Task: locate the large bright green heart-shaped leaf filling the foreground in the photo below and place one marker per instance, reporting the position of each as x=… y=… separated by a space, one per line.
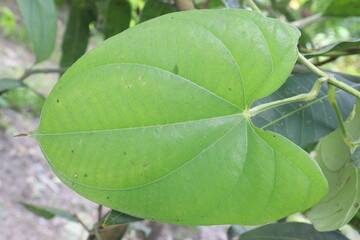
x=153 y=122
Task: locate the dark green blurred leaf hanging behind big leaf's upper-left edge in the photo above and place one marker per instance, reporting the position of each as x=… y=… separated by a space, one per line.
x=117 y=17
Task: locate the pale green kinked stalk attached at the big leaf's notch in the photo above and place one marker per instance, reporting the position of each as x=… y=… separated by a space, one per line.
x=301 y=97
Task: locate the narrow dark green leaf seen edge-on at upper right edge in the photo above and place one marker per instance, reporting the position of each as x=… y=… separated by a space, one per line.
x=344 y=47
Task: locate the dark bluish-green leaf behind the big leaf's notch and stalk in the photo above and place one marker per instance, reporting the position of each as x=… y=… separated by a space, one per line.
x=303 y=122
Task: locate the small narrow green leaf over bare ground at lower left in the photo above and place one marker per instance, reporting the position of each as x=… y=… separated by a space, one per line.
x=48 y=212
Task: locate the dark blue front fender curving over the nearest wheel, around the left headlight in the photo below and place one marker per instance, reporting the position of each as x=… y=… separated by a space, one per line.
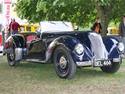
x=70 y=43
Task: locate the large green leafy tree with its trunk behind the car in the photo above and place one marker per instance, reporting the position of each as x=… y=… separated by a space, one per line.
x=81 y=12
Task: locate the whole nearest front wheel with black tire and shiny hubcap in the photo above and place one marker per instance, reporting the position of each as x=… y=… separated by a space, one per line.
x=65 y=67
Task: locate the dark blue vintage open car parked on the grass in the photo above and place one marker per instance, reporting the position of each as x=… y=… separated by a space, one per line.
x=66 y=49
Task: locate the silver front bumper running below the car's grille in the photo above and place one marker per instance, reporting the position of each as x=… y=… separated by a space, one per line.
x=94 y=62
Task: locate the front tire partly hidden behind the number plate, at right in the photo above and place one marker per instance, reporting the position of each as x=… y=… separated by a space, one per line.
x=112 y=68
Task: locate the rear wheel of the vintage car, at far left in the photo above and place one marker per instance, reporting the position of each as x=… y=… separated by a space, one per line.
x=11 y=56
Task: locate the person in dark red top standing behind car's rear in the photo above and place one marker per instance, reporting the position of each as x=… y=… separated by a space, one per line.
x=14 y=27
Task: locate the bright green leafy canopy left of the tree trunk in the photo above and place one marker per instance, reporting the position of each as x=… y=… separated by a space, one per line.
x=78 y=11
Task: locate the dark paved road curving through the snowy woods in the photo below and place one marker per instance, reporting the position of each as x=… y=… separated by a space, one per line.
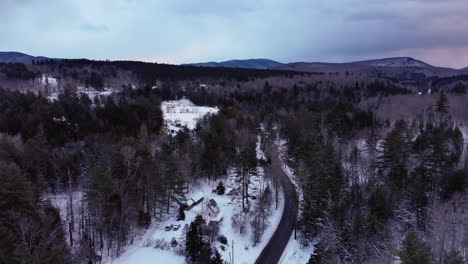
x=272 y=252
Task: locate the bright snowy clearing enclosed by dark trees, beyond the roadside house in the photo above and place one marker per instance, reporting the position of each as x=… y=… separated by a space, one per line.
x=180 y=113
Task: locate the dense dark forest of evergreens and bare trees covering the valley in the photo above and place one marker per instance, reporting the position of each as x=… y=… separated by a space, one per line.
x=372 y=189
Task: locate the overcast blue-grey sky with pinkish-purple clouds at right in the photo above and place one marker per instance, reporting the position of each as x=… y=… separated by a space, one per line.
x=182 y=31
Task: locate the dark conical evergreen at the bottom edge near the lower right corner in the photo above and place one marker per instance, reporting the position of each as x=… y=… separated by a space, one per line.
x=414 y=250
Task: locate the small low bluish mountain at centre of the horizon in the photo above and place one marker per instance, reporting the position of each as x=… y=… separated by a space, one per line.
x=248 y=64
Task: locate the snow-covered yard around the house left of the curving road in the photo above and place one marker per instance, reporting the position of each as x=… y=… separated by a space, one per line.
x=153 y=246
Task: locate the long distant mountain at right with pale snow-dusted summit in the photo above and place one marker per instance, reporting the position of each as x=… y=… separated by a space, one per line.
x=400 y=68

***

What is required - Without carrying over any pictures, retype the records above exactly.

Exercise response -
Task: locate the large bright green heart-shaped leaf filling the foreground in the photo below and place one marker per instance, reporting the position of each as x=… y=… separated by a space, one per line.
x=153 y=122
Task: locate the dark green blurred leaf hanging behind big leaf's upper-left edge in the photo above and place one marker per instance, reporting the position of each as x=… y=… separated by a space, one per line.
x=117 y=17
Task: locate the pale green kinked stalk attached at the big leaf's notch in the photo above and place one marker per instance, reporting the position of each as x=… y=… separated by a space, one per line.
x=301 y=97
Task: locate the narrow dark green leaf seen edge-on at upper right edge in the photo above and place one marker per instance, reporting the position of each as x=… y=… separated by a space, one per line.
x=344 y=47
Task: locate the dark bluish-green leaf behind the big leaf's notch and stalk in the photo above and place one marker per instance, reporting the position of each as x=… y=… separated by a space, one per line.
x=303 y=122
Task: locate the small narrow green leaf over bare ground at lower left in the photo above and place one marker per instance, reporting the position of each as x=… y=… separated by a space, one per line.
x=48 y=212
Task: locate the dark blue front fender curving over the nearest wheel, around the left headlight in the photo below and place one marker per instance, reporting the position of each as x=… y=… separated by a space, one per line.
x=70 y=43
Task: locate the large green leafy tree with its trunk behind the car in the photo above and place one marker per instance, reporting the position of each as x=… y=… separated by a space, one per line.
x=81 y=12
Task: locate the whole nearest front wheel with black tire and shiny hubcap in the photo above and place one marker per instance, reporting the position of each as x=… y=… separated by a space, one per line.
x=65 y=67
Task: locate the dark blue vintage open car parked on the grass in the photo above and place one marker per instance, reporting the position of each as x=… y=… separated by a space, one per line.
x=66 y=49
Task: locate the silver front bumper running below the car's grille in the photo above and place one marker per instance, reporting the position of each as x=… y=… separated by a space, one per line.
x=94 y=62
Task: locate the front tire partly hidden behind the number plate, at right in the photo above and place one marker per instance, reporting the position of each as x=… y=… separated by a space, one per line.
x=112 y=68
Task: locate the rear wheel of the vintage car, at far left in the photo above and place one marker per instance, reporting the position of each as x=… y=… separated by a space, one per line.
x=11 y=56
Task: locate the person in dark red top standing behind car's rear in the photo above and place one marker per instance, reporting the position of each as x=… y=… separated by a space, one per line.
x=14 y=27
Task: locate the bright green leafy canopy left of the tree trunk in the photo above and place one marker per instance, reporting the position of each as x=… y=… separated by a space, one per line.
x=78 y=11
Task: locate the dark paved road curving through the snowy woods in the photo below and place one marker per instance, reporting the position of each as x=… y=… separated by a space, one per line.
x=272 y=252
Task: locate the bright snowy clearing enclosed by dark trees, beyond the roadside house in the photo above and place one marker per instance, reporting the position of each as x=… y=… separated by a space, one per line.
x=180 y=113
Task: locate the dense dark forest of evergreens and bare trees covering the valley in the photo above and place one marker per instance, reporting the position of each as x=… y=… separated by a space, one per line.
x=372 y=189
Task: locate the overcast blue-grey sky with pinkish-purple clouds at right in the photo above and place one marker per instance, reporting the position of each as x=… y=… separated by a space, one per line.
x=182 y=31
Task: locate the dark conical evergreen at the bottom edge near the lower right corner in the photo above and place one marker per instance, reporting the position of each as x=… y=… separated by a space, one per line.
x=414 y=250
Task: locate the small low bluish mountain at centre of the horizon in the photo above and place one marker per instance, reporting the position of each as x=… y=… separated by a space, one per line.
x=248 y=64
Task: locate the snow-covered yard around the house left of the curving road in the photo above and place one marker per instance, reporting the position of each as x=… y=… separated by a space, one per line.
x=153 y=246
Task: locate the long distant mountain at right with pale snow-dusted summit in the photo above and place one marker per instance, reporting the position of each as x=… y=… separated by a space, one per line.
x=400 y=68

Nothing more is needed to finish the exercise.